Write out the following records line for line, with no changes.

§ Labeled region records:
= = = = =
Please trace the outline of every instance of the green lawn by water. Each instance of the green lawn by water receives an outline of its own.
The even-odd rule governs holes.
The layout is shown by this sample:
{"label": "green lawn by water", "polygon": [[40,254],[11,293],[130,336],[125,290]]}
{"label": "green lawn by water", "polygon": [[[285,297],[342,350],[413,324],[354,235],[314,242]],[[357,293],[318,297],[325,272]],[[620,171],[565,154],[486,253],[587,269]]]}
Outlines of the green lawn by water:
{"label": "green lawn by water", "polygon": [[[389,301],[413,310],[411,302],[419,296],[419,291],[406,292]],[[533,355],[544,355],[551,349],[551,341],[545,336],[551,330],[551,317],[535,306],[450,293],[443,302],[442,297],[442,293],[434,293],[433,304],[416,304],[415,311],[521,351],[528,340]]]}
= = = = =
§ COMPLETED EXERCISE:
Please trace the outline of every instance of the green lawn by water. Each instance of the green lawn by water receives an outline of its own.
The even-odd rule governs holes.
The layout is shown by this sample:
{"label": "green lawn by water", "polygon": [[40,254],[11,293],[130,336],[125,290]]}
{"label": "green lawn by water", "polygon": [[[285,297],[342,350],[413,324],[354,235],[314,242]],[[357,293],[318,297],[325,272]],[[620,171],[565,154],[486,253],[587,269]]]}
Outlines of the green lawn by water:
{"label": "green lawn by water", "polygon": [[[389,301],[413,310],[411,302],[419,296],[419,291],[406,292]],[[533,355],[544,355],[551,349],[551,341],[545,336],[551,330],[551,317],[535,306],[450,293],[443,302],[442,297],[442,293],[434,293],[433,304],[416,304],[415,311],[521,351],[528,340]]]}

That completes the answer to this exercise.